Extracted entries below:

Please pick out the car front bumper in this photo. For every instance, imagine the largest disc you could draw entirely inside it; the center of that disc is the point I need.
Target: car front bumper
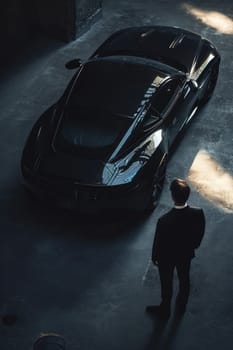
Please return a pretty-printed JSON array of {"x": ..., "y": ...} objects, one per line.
[{"x": 72, "y": 196}]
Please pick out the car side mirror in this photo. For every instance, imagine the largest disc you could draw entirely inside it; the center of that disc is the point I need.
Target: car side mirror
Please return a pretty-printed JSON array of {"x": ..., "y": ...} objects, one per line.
[
  {"x": 195, "y": 84},
  {"x": 73, "y": 64}
]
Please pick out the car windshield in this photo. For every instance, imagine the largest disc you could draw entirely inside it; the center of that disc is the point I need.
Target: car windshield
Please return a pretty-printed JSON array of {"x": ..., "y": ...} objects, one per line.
[
  {"x": 114, "y": 83},
  {"x": 90, "y": 131}
]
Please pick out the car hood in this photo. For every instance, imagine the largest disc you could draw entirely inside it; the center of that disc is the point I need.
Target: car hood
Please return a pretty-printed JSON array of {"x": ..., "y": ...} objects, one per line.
[{"x": 78, "y": 169}]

End of Extracted entries.

Your objective
Start at the line containing "Target: car hood" and transcribe through the end of the entries. Please keep both ends and add nothing.

Exercise solution
Target: car hood
Please return a pretty-printed JSON array of {"x": ..., "y": ...} objects, one per line.
[{"x": 78, "y": 169}]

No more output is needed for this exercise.